== Given exercise A ==
Set down, word for word, the stretch of the forum thread on bitwise AND scores from "With both of" through "Sorry for that.".

== Article ==
— START —

So this problem came up when I was trying to calculate the maximum number of people that are all available for $$$k$$$ hours. Essentially the $$$j$$$-th bit of $$$a_i$$$ represents the availability of the $$$j$$$-th person at hour $$$i$$$. I am wondering if there is an efficient solution to this. Formally one could define the problem as follows:
The "score" of a number $$$x$$$ is defined as the number of 1s in the binary representation of $$$x$$$. For example, the score of 5 is 2, since 5 is 101 in binary.
You are given a list $$$A$$$ of $$$n$$$ integers: $$$0\leq a_1$$$, $$$a_2$$$, $$$a_3$$$, ..., $$$a_n\leq 2^{20}$$$. You are given an integer $$$k$$$ ($$$1\leq k\leq n$$$).
Your task is to choose exactly $$$k$$$ unique integers: $$$1 \leq$$$ $$$i_1$$$, $$$i_2$$$, ... $$$i_k$$$ $$$\leq n$$$, so that the "score" of the bitwise AND of $$$a_{i_1}, a_{i_2}, ... , a_{i_k}$$$ is maximum.
Print the integers $$$i_1$$$, $$$i_2$$$, ... $$$i_k$$$. If there are multiple answers, print any of them.
Any ideas on how to solve this?
So lets reframe the problem to "finding the largest value $$$x$$$ such that there are at least k integers such that their bitwise and is $$$x$$$". Then lets also use a very useful property of powers of 2, which is that $$$2^k > \sum_{i = 0}^{k-1} 2^i$$$. So it is much more important to get a higher bit than any amount of lower bits.
With both of these in mind, let's construct the maximum $$$x$$$.So consider the highest bit, if there are at least $$$k$$$ values that have that bit on, then you should take that bit. If not, don't worry about that bit and see if you can secure lower bits. Say, there are at least k values that have the highest bit. Now try the second highest bit. Out of all the numbers that have the highest bit on, are there k of them that have the second highest? If so, take it, if not, don't take it.
To construct the answer, just loop over the array in the end and take all supermasks of x, or all values such arr[i] such that $$$ arr_i$$$ & $$$x == x$$$ .
I think I didn't make the problem clear enough. Sorry for that.
Let me clarify.
If for instance we have $$$n=4$$$, $$$k=2$$$, and $$$A=1000,1001,0111,0110$$$, then the highest score would be 2, if we choose $$$0111$$$ and $$$0110$$$, the bitwise and is $$$0110$$$, and there are 2 1s.
With the way you reframed it, it would be $$$1000$$$ and $$$1001$$$, whose bitwise and is $$$1000$$$, thus the score is 1, because there is only 1 set bit. The bitwise and is a bigger number, but what I care about is the number of bits set.
ohhh so I misread, my bad.
This problem can be solved using SOS dp (Sum Over Subsets dp).
Let's define $$$dp[i]$$$ to be the number of elements in the input array that are a supermask of $$$i$$$, for $$$0$$$ <= $$$i$$$ <= $$$2^{20}$$$
We can use the recurrences mentioned in the sos dp blog to compute the dp array. (I'm not explaining the recurrences here because they have already been explained in the blog)
Now, notice that if $$$x$$$ elements in the array are a supermask of $$$i$$$, then the maximum size of a set with bitwise AND >= $$$i$$$ is $$$x$$$. So we must find the maximum value of $$$setbits(i)$$$ for all values of $$$i$$$ such that $$$dp[i] >= k$$$. This would be the maximum possible score. We pick an arbitrary value of $$$i$$$ that gives us this maximum score and make that be the bitwise AND of the chosen set. Let's call this value $$$val$$$.
To build the final set of values, just iterate over all elements of the input array and pick any $$$k$$$ of these elements that are a supermask of $$$val$$$.
The time complexity would be $$$O(n + 20 * 2^{20})$$$
Wow! Interesting technique.
It's a little bit over my head right now, but I'll try to figure it out and implement it.
Thank you!

— END —

== Shape annotation entries ==
— START —

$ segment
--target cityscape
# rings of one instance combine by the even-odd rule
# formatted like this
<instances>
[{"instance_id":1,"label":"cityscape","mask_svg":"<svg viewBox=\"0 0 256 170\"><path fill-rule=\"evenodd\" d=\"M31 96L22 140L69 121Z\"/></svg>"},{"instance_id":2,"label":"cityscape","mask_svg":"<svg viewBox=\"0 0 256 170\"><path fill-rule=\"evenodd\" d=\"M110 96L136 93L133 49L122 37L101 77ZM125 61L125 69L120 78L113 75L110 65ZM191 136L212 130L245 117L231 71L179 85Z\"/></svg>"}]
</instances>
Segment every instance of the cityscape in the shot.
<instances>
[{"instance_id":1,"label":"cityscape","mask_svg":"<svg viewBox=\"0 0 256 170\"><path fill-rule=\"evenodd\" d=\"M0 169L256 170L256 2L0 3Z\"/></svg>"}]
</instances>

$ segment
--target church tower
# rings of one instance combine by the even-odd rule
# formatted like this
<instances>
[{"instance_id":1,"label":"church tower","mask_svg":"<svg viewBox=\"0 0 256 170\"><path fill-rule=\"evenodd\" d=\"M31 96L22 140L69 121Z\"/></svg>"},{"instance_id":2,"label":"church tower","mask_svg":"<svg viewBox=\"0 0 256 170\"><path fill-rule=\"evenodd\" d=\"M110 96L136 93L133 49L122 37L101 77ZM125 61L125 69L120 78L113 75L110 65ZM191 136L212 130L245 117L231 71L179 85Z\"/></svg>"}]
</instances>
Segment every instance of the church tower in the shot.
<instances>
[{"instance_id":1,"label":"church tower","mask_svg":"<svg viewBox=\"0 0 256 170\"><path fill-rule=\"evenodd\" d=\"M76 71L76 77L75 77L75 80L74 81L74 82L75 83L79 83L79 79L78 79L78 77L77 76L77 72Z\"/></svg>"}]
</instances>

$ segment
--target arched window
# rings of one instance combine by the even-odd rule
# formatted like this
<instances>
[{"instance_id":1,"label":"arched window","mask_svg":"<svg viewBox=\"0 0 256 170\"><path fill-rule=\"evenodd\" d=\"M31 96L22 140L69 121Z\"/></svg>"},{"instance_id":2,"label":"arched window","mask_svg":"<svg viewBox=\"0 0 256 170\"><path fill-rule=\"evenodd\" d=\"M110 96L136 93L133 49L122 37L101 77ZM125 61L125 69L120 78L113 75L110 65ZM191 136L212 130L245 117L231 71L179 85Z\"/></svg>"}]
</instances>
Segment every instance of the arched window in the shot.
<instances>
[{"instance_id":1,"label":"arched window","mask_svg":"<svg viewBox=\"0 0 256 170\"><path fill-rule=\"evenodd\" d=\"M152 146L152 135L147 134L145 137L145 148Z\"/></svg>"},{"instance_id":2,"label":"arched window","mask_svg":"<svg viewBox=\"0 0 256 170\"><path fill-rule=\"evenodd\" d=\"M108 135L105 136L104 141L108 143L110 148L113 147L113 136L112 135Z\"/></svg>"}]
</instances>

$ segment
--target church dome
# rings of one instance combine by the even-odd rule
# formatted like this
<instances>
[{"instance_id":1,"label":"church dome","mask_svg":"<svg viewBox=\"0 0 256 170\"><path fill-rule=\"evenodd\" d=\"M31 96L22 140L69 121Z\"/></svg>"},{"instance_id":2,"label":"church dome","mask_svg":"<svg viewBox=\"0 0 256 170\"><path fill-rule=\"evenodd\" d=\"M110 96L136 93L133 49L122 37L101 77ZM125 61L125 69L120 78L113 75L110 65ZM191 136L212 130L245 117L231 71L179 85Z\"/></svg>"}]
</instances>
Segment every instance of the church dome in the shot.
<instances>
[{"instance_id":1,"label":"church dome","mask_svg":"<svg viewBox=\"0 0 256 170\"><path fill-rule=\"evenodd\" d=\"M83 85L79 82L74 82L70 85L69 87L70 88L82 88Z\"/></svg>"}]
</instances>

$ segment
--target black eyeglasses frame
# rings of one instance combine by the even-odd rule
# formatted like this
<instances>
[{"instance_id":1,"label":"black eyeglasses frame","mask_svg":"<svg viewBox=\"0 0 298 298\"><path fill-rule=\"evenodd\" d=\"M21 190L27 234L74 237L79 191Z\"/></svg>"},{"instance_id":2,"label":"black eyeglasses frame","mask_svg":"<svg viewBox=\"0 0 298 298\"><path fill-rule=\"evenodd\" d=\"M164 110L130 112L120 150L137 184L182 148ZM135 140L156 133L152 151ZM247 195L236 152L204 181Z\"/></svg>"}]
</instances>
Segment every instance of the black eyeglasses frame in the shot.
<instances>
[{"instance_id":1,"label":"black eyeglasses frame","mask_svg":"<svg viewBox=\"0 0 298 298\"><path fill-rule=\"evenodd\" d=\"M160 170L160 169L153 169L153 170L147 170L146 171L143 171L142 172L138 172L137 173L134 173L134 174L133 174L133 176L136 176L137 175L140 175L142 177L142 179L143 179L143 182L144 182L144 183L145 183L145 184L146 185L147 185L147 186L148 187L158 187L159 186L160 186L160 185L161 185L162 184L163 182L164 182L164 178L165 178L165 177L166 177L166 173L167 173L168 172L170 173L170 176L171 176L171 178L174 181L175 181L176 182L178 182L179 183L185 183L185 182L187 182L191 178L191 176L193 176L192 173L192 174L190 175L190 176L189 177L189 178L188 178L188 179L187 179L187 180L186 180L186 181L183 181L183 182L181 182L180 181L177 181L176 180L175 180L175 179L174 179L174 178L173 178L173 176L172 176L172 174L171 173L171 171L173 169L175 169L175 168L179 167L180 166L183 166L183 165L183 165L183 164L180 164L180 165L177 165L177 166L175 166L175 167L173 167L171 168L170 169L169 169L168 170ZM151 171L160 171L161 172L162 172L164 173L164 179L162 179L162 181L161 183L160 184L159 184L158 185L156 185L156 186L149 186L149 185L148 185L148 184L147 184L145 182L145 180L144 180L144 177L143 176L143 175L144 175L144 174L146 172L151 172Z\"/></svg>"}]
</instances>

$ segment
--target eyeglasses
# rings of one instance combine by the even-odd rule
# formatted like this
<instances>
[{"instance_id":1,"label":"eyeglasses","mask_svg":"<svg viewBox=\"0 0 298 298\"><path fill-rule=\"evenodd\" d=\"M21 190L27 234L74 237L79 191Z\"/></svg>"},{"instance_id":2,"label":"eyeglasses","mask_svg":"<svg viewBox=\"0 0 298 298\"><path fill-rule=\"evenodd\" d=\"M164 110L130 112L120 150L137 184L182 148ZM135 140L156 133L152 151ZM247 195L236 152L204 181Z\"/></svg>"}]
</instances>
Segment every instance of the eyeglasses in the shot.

— END —

== Given exercise B ==
How many lines of the listing above contain the string "target"? Matching is case-sensitive. Reply with the number alone.

== Problem solution A ==
With both of these in mind, let's construct the maximum $$$x$$$.So consider the highest bit, if there are at least $$$k$$$ values that have that bit on, then you should take that bit. If not, don't worry about that bit and see if you can secure lower bits. Say, there are at least k values that have the highest bit. Now try the second highest bit. Out of all the numbers that have the highest bit on, are there k of them that have the second highest? If so, take it, if not, don't take it.
To construct the answer, just loop over the array in the end and take all supermasks of x, or all values such arr[i] such that $$$ arr_i$$$ & $$$x == x$$$ .
I think I didn't make the problem clear enough. Sorry for that.

== Problem solution B ==
6